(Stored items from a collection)

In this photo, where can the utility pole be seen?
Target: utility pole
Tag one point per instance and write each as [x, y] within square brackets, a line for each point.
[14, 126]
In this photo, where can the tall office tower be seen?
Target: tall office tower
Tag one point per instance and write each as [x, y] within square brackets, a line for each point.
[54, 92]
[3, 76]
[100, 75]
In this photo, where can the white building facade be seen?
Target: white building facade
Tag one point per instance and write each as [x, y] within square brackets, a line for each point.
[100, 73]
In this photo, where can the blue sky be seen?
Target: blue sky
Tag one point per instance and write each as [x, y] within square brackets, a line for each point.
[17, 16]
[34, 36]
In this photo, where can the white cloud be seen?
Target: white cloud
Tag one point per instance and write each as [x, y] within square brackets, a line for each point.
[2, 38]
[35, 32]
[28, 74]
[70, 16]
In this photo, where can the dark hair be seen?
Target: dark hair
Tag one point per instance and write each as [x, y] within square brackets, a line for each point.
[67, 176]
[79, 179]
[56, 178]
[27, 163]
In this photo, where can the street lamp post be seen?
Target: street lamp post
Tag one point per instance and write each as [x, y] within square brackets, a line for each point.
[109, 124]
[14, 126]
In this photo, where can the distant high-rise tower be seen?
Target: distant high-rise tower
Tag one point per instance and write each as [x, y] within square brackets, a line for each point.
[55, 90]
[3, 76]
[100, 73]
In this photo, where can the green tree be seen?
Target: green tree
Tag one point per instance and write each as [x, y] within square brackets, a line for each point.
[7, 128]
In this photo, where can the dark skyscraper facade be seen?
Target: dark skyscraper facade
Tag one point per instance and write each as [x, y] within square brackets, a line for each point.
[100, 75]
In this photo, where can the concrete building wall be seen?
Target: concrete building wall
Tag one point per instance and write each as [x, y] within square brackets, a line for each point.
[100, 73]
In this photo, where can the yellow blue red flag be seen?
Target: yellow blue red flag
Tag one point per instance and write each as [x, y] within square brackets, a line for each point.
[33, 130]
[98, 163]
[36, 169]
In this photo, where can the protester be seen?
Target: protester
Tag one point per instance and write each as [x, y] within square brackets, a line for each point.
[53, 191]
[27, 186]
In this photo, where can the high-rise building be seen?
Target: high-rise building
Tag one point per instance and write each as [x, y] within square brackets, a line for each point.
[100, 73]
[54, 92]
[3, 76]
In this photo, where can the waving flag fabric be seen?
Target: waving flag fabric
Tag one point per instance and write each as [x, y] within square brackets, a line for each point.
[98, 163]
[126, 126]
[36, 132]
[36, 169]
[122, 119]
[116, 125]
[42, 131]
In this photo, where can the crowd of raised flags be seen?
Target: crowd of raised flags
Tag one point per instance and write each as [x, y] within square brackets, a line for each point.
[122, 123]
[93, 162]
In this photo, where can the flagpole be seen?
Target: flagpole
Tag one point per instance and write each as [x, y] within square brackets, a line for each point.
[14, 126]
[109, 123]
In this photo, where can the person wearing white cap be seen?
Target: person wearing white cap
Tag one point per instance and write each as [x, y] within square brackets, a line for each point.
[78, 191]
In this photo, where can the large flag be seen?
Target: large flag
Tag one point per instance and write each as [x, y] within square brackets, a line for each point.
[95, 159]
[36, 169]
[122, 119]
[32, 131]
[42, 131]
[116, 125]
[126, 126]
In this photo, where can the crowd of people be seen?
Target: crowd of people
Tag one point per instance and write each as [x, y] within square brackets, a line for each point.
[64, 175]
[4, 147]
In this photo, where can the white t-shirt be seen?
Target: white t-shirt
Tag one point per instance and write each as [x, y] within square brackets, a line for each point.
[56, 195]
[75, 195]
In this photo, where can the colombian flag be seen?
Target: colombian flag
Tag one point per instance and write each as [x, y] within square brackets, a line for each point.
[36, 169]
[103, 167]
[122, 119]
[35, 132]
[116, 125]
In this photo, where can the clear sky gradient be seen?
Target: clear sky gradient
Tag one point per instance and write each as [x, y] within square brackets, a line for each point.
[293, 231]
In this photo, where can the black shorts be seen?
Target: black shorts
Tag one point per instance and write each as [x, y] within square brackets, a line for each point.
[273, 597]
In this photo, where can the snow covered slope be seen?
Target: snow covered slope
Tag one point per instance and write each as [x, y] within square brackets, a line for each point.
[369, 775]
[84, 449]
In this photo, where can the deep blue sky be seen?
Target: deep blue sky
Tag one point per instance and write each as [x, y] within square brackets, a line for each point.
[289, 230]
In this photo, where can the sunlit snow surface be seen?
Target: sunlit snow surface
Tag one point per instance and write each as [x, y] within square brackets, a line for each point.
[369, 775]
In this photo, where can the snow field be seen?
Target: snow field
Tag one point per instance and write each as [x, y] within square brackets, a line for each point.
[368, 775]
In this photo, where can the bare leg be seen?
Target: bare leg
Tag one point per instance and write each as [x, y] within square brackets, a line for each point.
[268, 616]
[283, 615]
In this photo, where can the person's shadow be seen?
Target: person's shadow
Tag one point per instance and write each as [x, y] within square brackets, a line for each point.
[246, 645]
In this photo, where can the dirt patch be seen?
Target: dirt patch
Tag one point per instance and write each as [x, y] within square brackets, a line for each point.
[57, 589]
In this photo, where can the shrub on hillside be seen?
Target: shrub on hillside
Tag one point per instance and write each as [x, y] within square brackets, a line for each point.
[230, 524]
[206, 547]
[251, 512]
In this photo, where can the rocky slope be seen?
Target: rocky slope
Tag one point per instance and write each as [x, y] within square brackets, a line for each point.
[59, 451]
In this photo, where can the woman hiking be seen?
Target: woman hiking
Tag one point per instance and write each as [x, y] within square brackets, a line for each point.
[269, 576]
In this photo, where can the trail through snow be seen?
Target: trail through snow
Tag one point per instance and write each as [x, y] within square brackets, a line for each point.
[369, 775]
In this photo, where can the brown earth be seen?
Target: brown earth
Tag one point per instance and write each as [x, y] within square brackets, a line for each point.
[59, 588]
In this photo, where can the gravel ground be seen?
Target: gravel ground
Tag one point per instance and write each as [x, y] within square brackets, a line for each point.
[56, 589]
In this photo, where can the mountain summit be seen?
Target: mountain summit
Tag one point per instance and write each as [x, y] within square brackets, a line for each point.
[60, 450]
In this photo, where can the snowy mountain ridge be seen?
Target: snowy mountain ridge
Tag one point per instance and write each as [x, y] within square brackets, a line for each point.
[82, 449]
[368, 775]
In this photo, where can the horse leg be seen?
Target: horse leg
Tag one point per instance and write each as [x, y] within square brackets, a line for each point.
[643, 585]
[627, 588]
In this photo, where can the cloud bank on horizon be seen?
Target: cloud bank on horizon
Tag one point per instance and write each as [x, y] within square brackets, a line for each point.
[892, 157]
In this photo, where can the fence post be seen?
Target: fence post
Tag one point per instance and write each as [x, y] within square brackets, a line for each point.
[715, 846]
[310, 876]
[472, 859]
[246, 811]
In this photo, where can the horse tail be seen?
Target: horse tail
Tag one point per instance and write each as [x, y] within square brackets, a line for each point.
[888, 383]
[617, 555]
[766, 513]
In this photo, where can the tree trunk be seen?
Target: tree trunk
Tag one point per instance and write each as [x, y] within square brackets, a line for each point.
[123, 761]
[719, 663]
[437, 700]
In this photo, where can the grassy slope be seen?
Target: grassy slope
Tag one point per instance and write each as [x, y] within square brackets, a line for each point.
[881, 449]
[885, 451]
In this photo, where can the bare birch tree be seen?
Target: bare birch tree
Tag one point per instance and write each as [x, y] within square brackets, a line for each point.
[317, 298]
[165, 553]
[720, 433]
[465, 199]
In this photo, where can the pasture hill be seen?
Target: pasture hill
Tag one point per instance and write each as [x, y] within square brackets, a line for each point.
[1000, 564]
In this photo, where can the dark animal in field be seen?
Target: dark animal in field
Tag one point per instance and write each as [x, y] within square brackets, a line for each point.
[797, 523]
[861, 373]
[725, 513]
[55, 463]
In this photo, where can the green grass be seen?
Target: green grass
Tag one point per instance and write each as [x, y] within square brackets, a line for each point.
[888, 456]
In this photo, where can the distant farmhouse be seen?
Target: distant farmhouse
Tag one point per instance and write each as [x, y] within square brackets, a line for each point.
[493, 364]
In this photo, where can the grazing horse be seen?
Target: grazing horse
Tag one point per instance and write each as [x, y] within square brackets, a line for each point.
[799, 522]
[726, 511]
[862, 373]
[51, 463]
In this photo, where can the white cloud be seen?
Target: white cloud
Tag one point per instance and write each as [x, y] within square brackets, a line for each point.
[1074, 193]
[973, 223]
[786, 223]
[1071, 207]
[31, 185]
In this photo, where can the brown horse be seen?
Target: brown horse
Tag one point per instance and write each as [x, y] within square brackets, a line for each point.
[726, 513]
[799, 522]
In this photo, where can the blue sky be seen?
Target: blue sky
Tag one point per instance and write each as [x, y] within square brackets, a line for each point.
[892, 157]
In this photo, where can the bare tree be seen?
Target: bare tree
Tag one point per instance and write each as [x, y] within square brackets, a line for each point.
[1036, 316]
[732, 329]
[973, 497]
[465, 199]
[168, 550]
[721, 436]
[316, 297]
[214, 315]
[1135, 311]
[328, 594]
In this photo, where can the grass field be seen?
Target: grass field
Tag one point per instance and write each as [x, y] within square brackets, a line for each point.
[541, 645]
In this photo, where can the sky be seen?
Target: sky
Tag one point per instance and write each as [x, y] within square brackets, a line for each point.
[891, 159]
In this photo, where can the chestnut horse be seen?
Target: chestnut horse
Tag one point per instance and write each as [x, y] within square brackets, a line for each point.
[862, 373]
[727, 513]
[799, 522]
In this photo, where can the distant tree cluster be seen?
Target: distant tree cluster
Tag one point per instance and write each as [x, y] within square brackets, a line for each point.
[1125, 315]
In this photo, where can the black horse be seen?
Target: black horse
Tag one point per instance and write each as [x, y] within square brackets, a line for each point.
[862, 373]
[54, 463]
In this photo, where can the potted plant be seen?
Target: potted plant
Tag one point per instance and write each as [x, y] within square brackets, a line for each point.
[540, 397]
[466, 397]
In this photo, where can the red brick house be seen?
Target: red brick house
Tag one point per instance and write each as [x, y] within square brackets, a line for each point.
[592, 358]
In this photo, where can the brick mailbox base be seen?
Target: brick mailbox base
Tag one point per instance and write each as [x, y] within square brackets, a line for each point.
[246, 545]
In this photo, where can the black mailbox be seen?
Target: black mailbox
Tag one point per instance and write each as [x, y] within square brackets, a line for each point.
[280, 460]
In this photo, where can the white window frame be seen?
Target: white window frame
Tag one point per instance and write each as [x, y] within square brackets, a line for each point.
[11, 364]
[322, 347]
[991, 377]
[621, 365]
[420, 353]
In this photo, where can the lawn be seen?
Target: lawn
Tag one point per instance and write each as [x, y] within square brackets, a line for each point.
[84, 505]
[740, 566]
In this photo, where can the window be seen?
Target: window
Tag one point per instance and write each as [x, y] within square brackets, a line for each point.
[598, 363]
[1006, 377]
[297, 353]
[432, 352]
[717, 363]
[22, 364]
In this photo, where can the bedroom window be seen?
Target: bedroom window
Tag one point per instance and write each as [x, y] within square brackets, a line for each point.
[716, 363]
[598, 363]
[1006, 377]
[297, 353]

* SHORT PROBLEM:
Lay out the entries from the line containing "In this photo, where can the fence" down through the line containing "[1000, 564]" as a two-column CSV with the columns "text" and "answer", one row per entry. Put each entry's text and answer in its own quoted field, with line breaks turned into spaces.

* ANSWER TO THE EXERCISE:
text,answer
"In this photo, where can the fence post be seen? Target: fence post Tag one point per instance and write each as [x, y] within square brackets, a line for each point.","[715, 846] [310, 876] [472, 859] [246, 811]"
"In this photo, where can the horse tail be seen? Target: horse tail Tag one point per instance and write each as [x, y] within square brackets, a line for each point.","[888, 383] [617, 555] [766, 513]"
"In this photo, where can the tree trunk be seen? Target: tree trunk Tag one point per instance and write each as [x, y] within square brackets, a line for each point.","[123, 761] [719, 663] [437, 700]"
"In this photo, where can the grassy slope be seen? Target: grassy slope Tag one point per instance and write each as [x, y] within square brackets, a line for each point.","[881, 449] [885, 451]"
"In this photo, where can the bare birch tree be seen? Target: bare birch tree Tag one point per instance and write each as [x, y] within square brackets, a line for each point.","[317, 298] [165, 553] [720, 433] [465, 199]"
"In this photo, where can the pasture hill be seen? Target: pasture hill Tag one point per instance and write each as [x, y] within square brackets, a line for each point.","[1000, 564]"